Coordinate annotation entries

- - -

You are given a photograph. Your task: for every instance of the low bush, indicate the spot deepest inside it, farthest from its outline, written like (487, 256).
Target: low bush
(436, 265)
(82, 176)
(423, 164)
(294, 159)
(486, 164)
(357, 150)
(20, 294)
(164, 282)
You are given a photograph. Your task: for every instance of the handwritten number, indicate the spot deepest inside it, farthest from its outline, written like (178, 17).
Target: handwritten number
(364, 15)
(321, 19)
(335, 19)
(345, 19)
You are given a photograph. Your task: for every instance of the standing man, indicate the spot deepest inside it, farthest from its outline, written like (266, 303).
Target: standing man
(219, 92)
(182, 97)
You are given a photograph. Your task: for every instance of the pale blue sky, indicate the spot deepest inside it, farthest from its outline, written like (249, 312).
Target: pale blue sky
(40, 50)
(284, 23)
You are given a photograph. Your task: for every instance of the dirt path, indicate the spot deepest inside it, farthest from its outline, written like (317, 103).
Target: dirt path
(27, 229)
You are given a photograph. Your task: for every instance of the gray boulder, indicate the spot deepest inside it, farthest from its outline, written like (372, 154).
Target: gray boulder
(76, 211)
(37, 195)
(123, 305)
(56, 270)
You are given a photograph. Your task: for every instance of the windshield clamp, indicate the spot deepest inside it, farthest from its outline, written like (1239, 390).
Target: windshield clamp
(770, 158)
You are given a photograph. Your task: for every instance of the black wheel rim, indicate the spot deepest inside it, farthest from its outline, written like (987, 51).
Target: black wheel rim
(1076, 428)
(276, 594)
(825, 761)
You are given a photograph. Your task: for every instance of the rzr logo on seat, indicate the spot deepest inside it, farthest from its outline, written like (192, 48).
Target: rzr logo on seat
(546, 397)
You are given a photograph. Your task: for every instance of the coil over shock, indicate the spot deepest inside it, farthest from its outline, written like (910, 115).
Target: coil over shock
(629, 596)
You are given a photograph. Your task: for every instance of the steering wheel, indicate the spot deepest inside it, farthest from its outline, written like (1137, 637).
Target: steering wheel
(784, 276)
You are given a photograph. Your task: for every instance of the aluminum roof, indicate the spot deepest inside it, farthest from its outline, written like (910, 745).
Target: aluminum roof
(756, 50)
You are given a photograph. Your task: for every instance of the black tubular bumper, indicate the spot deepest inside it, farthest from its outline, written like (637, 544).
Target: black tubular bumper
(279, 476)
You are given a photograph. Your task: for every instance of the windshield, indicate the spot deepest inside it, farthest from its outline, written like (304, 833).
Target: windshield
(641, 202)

- - -

- PROMPT: The listing above should be transcribed in full, exactly as written.

- COMPLETED EXERCISE:
You are given a photograph. Your task: for every instance of the low bush, indicate the spot deepest inside it, farthest from its outline, written like (487, 256).
Target: low bush
(436, 265)
(82, 176)
(423, 164)
(294, 159)
(486, 164)
(357, 150)
(20, 294)
(164, 282)
You are given a photograph. Your task: for every instance of the handwritten number, indicate the spot deepest inside it, farthest from its outline, written like (178, 17).
Target: handwritten number
(364, 15)
(321, 19)
(335, 19)
(345, 19)
You are given a photograph. Your task: for every instance of the standing man, indicate the spot deepest inside it, farthest from its outline, written like (266, 303).
Target: standing man
(219, 92)
(182, 97)
You are given a photograph. Your task: for every instance of the pale blue sky, indicate the spot deepest inside it, farthest from its outline, written like (249, 312).
Target: pale blue sky
(40, 50)
(284, 23)
You are given a photograph. Your task: for every instance of the dirt path, indicate the spot deepest inside it, farthest from its outline, written like (317, 103).
Target: dirt path
(27, 229)
You are given a photograph. Your task: for every instance of the gray boulder, indicate the spot deepest inside it, farthest from its outline, written like (372, 154).
Target: gray boulder
(76, 211)
(37, 195)
(123, 305)
(56, 270)
You are given a photograph. Your task: for every instance of the windshield clamp, indicate the spot deepest inside it, farthest from its outline, written like (1239, 390).
Target: windshield clamp
(770, 158)
You are given a photograph. Your task: for every instance of the black wheel rim, indicate the spot deepest inside it, farthest from its outline, written like (987, 51).
Target: black wheel rim
(1076, 428)
(276, 594)
(825, 761)
You are given a photograph. Your task: for every instance of the rzr logo on seat, indicate the spot deepest inside it, farthest from its outline, written like (192, 48).
Target: rzr logo on seat
(546, 397)
You are given a photograph. Your task: for every instance of the coil over shock, indicate the spot deepest inside it, farthest from its outline, written like (910, 115).
Target: coil over shock
(629, 596)
You are given a photograph. Your task: for every instance of the steering wheel, indicate the spot deepest inside it, farthest from its outline, written like (1137, 637).
Target: steering wheel
(784, 276)
You are given a photograph. Your task: for every instance of the aluminum roof, indicate the spot deepest inside it, farthest from its outline, written like (910, 745).
Target: aluminum roof
(756, 50)
You are given a photograph. Your task: for every instance of the black tubular bumper, indicate the spot deepest inside it, farthest from its outline, written like (637, 544).
Target: black tubular bumper
(279, 476)
You are given a photograph. Your task: for every instance of the windshield, indicate the spot deepest inside it, farthest from its outline, written like (304, 833).
Target: windshield
(641, 202)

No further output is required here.